Type Checking

Eucalypt includes an optional, advisory type checker. It never prevents your code from running — all existing code continues to work exactly as before. Think of it as a second pair of eyes that can catch common mistakes before they become confusing runtime errors.

eu check file.eu              # type-check, report warnings
eu check file.eu --strict     # treat type warnings as errors
eu --type-check file.eu       # check then evaluate

Type issues are reported as warnings, not errors. Your code runs regardless.

What type checking catches

The checker is most useful for catching a handful of mistakes that are easy to make and hard to debug:

• Passing an IO action where a plain value is expected. io.shell returns an IO({..}), not a block. Accessing .stdout on the action itself is a common mistake the checker flags immediately.
• Accessing a missing or misspelled field on a block. If you have a block typed as {name: string, age: number}, accessing .naem is a warning.
• Type mismatches in pipelines. Piping a string into a function expecting number produces a clear warning with a source location.
• Wrong lens composition. Lens(a, b) composed with Lens(c, d) requires b = c; the checker catches the mismatch.

The checker works through inference — it does not require any annotations in your code. Annotated prelude functions (like map, filter, str.of, io.shell, at, view) propagate types through your pipelines automatically.

What type checking does not catch

• Runtime-dependent values. If a function returns any (because its type depends on a runtime value, like lookup), the checker makes no assumptions about the result. This is correct — eucalypt is gradual, not fully statically typed.
• Unannotated functions. Code without type: annotations is treated as any -> any -> ... -> any. The checker stays silent rather than guessing.
• Dynamic block construction. block(kvs) constructs a block from a list of pairs at runtime; the checker cannot know its shape.

Adding type annotations

Annotations live in declaration metadata alongside doc strings:

` { doc: "`double(x)` - double a number."
    type: "number -> number" }
double(x): x * 2

The type: value is a string containing a type expression. You can annotate as much or as little as you like. Unannotated declarations default to any.

Simple annotations

` { type: "number -> number" }
square(x): x * x

` { type: "string -> string -> string" }
greet(greeting, name): "{greeting}, {name}!"

` { type: "[number] -> number" }
total: fold(+, 0)

Operators

Operators use the same metadata syntax:

` { doc: "`x |> f` - pipe x into f."
    type: "a -> (a -> b) -> b"
    associates: :left
    precedence: 20 }
(x |> f): f(x)

The type language

Primitives

Literal types

A literal type represents exactly one value. Literal types are subtypes of their corresponding primitive:

Literal types are most useful in discriminated unions — type aliases where a tag field distinguishes variants:

{ types: { Shape: "{{type: \"circle\", radius: number, ..}} | {{type: \"rect\", w: number, h: number, ..}}" } }

Because writing complex union types inline is verbose, defining a types: alias is the recommended approach.

Subtyping rules:

• "foo" is consistent with string — a literal satisfies a string parameter
• "foo" | string simplifies to string — the specific literal is absorbed
• :active is consistent with symbol — same for symbols

Writing literal types in annotation strings: the type syntax uses "value" (double-quoted) for literal strings. Since this appears inside a eucalypt string, the inner quotes must be escaped with \":

# Literal string type in a type annotation — inner quotes escaped with \"

* LISTING

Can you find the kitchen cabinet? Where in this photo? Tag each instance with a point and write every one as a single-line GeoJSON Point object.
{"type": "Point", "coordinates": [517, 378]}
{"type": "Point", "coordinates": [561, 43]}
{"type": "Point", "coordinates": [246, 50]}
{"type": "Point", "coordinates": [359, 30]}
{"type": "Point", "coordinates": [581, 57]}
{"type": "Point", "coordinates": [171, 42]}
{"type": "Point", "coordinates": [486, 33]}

* EXERCISE AIM
Carry on writing the Eucalypt type-checking page, starting right after its last line.

* SOLVED EXERCISE
` { type: "\"circle\" | \"rect\" -> bool" }
is-shape-name(s): s match?("circle") or s match?("rect")

# Literal symbol type — no escaping needed (: is not special in strings)
` { type: ":ok | :err -> bool" }
ok?(status): status = :ok

Lists

[T] is a homogeneous list of T:

` { type: "[number] -> [string]" }
to-strings: map(str.of)

` { type: "[a] -> a" }
first: head

NonEmpty([T]) is a non-empty list guaranteed to have at least one element. head and tail are safe on NonEmpty([T]) without type warnings.

List literal synthesis

The checker assigns precise types to list literals:

cons(h, t) and h ‖ t both return NonEmpty([a]).

Tuples

Tuples use parentheses with commas:

Tuples appear naturally in lens element types and in functions like discriminate that return pairs:

` { type: "(a -> bool) -> [a] -> ([a], [a])" }
discriminate: ...

head on a Tuple([A, B, ...]) returns the precise first-element type A (not A | B | ...). tail returns Tuple([B, ...]):

[42, "hello"] head       # type: number
[42, "hello"] tail head  # type: string

The named pair accessors first/key (index 0) and second/value (index 1) are also precise on Tuple — the checker recognises their head ∘ tail^n composition as a projection and returns the exact element type:

pair: ["alice", 42]
pair key    # type: string  (index 0)
pair value  # type: number  (index 1)
second(pair) # type: number  (index 1)

Any user-defined function whose body is xs tail head (or xs tail tail head, etc.) acquires the same precise projection typing automatically.

Records

Records describe the shape of blocks:

` { type: "{{name: string, age: number, ..}} -> string" }
greet-person(p): "Hello, {p.name}!"

Open records are more commonly useful — most block-processing functions don't require a specific shape.

lookup with a literal key

When lookup(:key, block) is called with a literal symbol key, the checker resolves the field type precisely:

` { type: "!{{name: string, age: number}}" }
person: { name: "Alice", age: 30 }

lookup(:name, person)   # type: string  (precise)
lookup(:age, person)    # type: number  (precise)
lookup(:naem, person)   # warning: unknown record key :naem (key typo in closed record)

• Closed record + known key → exact field type.
• Closed record + absent key → any + a static warning (key typo caught before runtime).
• Open record + absent key → any, no warning (the key may be present at runtime).
• Dict(V) + any literal key → V.
• Non-literal key → any (key value unknown at check time; may fail at runtime).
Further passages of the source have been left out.